## Page text

━━━━━━━━━━━━━━━━

This model won't charge your smartphone but it does feature an ethernet port, giving you the option to hardwire it to your home network. The battery serves up around 15 hours playback (less if you crank the volume up to the max).
The C3 supports streaming services such as Spotify, Tidal, Qobuz and Apple Music, and while there's no built-in voice assistant, you can control the speaker via the Alexa app.
If you're after something more rugged and portable, we'd suggest rivals such as the Ultimate Ears Megaboom or JBL Xtreme. But as a sensational-sounding multi-room proposition, this speaker gives Sonos a serious run for its money.
Read the full review: Audio Pro Addon C3
At What Hi-Fi?, we know full well the value of revisions. Yet still, it was quite the surprise when first we heard about one made by Naim, with its second generation of the Mu-so Qb wireless speaker. The previous iteration was great, earning five stars when it was first reviewed. This version, however, is is truly phenomenal.
You can now choose between an Olive, Terracotta or Peacock grille alongside the standard black, but the best tweaks Naim has made go far deeper. Remove whatever colour grille you've gone for and you'll be rewarded with upgraded and optimised midrange and bass drive units, all powered by a total of 300W of amplification.

━━━━━━━━━━━━━━━━

## Dataset section
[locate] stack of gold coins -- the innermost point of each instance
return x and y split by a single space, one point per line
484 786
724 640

━━━━━━━━━━━━━━━━

## What the task requires
Reproduce the speaker review word for word, beginning at the words "You can now" and stopping after "300W of amplification.".

## Finished exercise
You can now choose between an Olive, Terracotta or Peacock grille alongside the standard black, but the best tweaks Naim has made go far deeper. Remove whatever colour grille you've gone for and you'll be rewarded with upgraded and optimised midrange and bass drive units, all powered by a total of 300W of amplification.